DOCUMENT EXTRACT:
The report makes it clear that the world needs some form of international cooperation on carbon pricing and needs the largest emitting countries to multilaterally commit to carbon taxation or other regulation to truly make an impact in reducing emissions.
Meanwhile, unilateral attempts to impose carbon pricing could backfire, because countries with high carbon prices could unwittingly incentivize emitters to move to “cheaper” countries and disadvantage their domestic producers, according to the IMF.
If governments establish a carbon price floor for large-scale emitters via a minimum carbon tax — with the understanding that governments can tax higher than the floor — the world could see emissions fall nearly a third by 2030, the IMF estimates. That would keep global warming below 2 degrees Celsius, in line with the Paris Climate Agreement.
The IMF favors a carbon price floor for several reasons. One, a carbon price floor can integrate with existing emissions trading systems. Two, we’re in an era in which international taxing floors are gaining momentum — the IMF points to the OECD’s 15 percent minimum corporate tax rate under pillar 2 as an example.
That said, there’s still a risk, even with a carbon price floor, that companies could shift investment away from countries with higher prices to those with lower ones. If the ultimate result of a carbon price floor is a race to the minimum, governments would have to ensure that the global minimum is adequate to reduce emissions in line with the Paris Agreement.

RECORDED DATA:

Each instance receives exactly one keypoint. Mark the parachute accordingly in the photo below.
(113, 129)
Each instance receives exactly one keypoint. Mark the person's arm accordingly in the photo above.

PARTS OF THE EXERCISE:
- A) Decide whether each statement agrees with the carbon pricing excerpt, answering yes or no and quoting the deciding words: (i) The IMF estimates that a carbon price floor could cut emissions by nearly a third by 2030. (ii) Under the proposed floor, governments could not set a carbon tax higher than the minimum. (iii) The OECD's minimum corporate tax rate under pillar 2 is 20 percent.
- B) Reproduce the carbon pricing excerpt word for word between "Meanwhile, unilateral attempts" and "Paris Climate Agreement.", inclusive.
The lines play no part in what is asked here.

ANSWERS:
- A)
(i) Yes: "the world could see emissions fall nearly a third by 2030, the IMF estimates."
(ii) No: "with the understanding that governments can tax higher than the floor."
(iii) No: "the OECD’s 15 percent minimum corporate tax rate under pillar 2."

- B)
Meanwhile, unilateral attempts to impose carbon pricing could backfire, because countries with high carbon prices could unwittingly incentivize emitters to move to “cheaper” countries and disadvantage their domestic producers, according to the IMF.
If governments establish a carbon price floor for large-scale emitters via a minimum carbon tax — with the understanding that governments can tax higher than the floor — the world could see emissions fall nearly a third by 2030, the IMF estimates. That would keep global warming below 2 degrees Celsius, in line with the Paris Climate Agreement.